ENTRIES SHOWN =>
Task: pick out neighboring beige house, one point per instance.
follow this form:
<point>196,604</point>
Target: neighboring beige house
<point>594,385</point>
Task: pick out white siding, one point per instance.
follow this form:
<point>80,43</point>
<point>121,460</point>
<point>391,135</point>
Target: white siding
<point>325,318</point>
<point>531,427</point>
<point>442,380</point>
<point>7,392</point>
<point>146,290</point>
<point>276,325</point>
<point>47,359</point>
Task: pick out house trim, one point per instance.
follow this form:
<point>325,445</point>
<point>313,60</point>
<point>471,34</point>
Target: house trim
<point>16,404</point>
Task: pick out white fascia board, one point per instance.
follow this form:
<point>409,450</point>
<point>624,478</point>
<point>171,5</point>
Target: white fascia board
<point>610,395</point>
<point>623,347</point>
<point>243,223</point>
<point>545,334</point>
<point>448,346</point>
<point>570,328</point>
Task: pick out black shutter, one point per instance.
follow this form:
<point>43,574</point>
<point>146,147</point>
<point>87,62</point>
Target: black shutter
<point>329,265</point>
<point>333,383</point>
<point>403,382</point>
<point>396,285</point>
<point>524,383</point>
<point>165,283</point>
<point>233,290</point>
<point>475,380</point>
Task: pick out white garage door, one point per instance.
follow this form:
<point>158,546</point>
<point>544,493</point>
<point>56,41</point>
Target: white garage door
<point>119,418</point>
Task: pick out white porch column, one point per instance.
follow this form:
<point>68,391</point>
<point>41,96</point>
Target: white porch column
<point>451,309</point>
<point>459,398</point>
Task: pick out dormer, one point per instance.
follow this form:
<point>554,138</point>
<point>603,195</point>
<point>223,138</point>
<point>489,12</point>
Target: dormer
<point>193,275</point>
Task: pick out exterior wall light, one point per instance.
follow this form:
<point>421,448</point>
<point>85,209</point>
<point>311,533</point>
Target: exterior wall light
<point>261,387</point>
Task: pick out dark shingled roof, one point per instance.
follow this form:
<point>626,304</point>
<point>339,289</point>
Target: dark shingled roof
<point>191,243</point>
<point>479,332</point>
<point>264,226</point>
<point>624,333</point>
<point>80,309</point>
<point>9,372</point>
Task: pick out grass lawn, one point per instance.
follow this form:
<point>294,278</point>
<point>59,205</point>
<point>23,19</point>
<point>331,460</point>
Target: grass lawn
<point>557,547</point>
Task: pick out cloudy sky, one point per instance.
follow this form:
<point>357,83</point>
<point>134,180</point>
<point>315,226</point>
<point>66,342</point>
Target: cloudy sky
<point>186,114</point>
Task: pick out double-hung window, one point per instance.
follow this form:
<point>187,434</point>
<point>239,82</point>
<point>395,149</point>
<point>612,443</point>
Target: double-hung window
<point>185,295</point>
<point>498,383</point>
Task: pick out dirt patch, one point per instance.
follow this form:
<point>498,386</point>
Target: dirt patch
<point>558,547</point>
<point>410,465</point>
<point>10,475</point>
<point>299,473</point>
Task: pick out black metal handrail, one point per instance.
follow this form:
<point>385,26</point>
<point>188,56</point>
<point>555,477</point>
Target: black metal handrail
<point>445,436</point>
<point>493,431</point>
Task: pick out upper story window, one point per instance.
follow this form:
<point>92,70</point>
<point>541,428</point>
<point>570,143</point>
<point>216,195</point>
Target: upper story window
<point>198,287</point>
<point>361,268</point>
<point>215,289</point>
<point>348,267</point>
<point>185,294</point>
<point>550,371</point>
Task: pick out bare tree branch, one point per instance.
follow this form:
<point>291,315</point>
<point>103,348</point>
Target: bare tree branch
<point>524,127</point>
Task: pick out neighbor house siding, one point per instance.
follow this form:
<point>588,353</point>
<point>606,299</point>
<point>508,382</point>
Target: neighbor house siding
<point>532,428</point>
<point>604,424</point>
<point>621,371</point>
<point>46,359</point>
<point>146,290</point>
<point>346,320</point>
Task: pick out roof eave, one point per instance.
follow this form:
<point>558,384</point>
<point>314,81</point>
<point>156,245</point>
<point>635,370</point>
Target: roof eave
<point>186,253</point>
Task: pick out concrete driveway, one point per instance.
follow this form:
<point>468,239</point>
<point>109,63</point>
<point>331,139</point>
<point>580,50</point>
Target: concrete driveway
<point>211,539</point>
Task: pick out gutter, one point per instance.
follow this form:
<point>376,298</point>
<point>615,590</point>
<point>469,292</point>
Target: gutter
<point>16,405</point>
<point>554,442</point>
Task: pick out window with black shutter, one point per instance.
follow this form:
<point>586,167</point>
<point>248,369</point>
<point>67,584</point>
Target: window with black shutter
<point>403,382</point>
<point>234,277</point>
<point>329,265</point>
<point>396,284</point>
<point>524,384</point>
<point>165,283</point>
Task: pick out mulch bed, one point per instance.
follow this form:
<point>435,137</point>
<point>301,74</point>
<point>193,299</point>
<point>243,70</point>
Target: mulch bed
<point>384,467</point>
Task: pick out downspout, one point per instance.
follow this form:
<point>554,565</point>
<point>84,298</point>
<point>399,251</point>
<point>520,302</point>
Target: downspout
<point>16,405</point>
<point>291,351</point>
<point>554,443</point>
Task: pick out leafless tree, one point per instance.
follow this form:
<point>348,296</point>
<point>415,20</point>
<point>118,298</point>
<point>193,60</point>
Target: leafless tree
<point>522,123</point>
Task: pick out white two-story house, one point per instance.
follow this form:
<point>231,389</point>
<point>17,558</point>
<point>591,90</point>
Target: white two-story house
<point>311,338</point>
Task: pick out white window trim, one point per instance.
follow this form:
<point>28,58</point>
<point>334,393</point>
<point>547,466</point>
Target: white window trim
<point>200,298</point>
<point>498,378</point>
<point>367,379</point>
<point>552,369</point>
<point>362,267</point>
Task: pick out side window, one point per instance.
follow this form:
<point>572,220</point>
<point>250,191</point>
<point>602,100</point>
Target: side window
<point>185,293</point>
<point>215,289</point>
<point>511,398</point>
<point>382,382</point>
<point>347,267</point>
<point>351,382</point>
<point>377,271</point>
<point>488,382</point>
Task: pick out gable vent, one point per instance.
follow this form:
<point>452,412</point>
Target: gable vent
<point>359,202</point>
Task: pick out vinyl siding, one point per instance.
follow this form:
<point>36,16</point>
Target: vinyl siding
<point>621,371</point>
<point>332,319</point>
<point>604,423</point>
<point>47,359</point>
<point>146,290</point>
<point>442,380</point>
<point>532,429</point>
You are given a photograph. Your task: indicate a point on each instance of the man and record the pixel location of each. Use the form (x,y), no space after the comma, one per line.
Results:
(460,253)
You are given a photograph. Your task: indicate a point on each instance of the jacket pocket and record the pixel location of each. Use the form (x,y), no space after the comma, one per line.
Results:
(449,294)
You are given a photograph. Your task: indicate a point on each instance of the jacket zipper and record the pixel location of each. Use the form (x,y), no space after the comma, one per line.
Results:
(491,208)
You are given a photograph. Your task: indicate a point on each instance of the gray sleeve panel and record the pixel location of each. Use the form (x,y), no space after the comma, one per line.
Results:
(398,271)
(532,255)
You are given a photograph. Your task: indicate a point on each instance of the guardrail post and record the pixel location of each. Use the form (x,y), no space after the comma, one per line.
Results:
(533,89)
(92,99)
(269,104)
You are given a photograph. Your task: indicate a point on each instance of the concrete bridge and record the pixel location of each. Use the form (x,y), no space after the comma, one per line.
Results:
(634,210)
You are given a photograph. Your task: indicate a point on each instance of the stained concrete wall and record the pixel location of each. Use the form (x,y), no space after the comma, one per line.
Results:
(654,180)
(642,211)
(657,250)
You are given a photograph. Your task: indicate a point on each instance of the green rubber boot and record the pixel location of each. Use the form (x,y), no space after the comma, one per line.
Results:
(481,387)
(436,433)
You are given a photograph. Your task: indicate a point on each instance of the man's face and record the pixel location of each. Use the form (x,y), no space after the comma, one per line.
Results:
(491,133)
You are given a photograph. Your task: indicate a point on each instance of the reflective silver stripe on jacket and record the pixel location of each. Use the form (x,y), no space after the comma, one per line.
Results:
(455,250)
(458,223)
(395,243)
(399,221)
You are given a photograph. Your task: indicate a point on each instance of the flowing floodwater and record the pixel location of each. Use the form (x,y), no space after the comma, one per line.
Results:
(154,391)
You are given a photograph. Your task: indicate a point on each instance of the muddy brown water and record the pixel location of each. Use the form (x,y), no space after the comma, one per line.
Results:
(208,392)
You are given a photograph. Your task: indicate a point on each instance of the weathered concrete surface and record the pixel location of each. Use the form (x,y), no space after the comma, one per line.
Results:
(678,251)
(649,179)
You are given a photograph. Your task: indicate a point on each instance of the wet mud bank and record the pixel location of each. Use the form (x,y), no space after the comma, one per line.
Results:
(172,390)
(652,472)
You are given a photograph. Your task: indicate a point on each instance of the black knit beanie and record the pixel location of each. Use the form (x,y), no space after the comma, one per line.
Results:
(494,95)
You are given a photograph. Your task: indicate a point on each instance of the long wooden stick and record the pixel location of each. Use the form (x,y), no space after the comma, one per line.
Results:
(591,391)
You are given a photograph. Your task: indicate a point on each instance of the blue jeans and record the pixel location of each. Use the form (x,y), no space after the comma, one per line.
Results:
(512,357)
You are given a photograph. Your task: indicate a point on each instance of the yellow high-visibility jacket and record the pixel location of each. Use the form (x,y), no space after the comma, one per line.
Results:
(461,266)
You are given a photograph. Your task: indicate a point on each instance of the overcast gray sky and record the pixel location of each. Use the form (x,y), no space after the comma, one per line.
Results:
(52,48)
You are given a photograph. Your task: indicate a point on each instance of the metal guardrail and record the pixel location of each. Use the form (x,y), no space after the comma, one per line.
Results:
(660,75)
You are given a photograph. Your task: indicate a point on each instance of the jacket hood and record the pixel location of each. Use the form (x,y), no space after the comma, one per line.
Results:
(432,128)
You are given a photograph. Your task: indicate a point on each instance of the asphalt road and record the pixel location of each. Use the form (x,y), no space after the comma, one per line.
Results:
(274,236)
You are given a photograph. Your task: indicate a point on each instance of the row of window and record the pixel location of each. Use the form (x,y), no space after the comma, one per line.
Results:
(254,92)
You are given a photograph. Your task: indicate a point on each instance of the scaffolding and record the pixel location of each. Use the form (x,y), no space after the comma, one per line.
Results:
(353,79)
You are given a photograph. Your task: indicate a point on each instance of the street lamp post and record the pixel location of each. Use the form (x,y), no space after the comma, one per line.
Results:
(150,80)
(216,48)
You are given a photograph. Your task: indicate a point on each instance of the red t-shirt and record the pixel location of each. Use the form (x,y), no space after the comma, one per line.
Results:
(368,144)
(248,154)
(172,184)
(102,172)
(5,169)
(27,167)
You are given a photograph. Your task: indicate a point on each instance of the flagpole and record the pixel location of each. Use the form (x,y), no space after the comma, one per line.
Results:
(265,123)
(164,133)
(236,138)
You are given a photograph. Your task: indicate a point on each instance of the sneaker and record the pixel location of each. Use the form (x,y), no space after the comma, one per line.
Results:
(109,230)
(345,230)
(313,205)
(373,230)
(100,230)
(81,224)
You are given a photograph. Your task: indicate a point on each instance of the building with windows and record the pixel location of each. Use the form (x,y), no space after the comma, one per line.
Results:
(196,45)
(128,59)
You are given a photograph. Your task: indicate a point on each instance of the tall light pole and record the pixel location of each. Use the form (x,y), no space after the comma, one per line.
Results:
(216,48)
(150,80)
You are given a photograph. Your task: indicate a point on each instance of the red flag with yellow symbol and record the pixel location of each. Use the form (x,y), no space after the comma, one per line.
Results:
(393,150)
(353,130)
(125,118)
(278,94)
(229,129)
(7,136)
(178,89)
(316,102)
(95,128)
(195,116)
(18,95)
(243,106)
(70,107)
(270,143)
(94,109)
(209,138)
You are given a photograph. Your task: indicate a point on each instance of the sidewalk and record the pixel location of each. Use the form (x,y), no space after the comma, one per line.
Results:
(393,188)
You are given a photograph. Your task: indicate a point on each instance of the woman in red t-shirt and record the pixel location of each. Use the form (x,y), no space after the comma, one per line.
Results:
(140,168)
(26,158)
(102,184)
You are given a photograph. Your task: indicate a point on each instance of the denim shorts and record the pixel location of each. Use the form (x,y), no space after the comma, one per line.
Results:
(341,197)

ACTIVITY => Where the line holding "Target: gable vent" appears in the listing above, start reproducing exactly, and end with the line holding "<point>36,16</point>".

TASK RESPONSE =>
Target: gable vent
<point>359,202</point>
Task: pick out vinyl siding, one point per instance.
follow this form:
<point>36,16</point>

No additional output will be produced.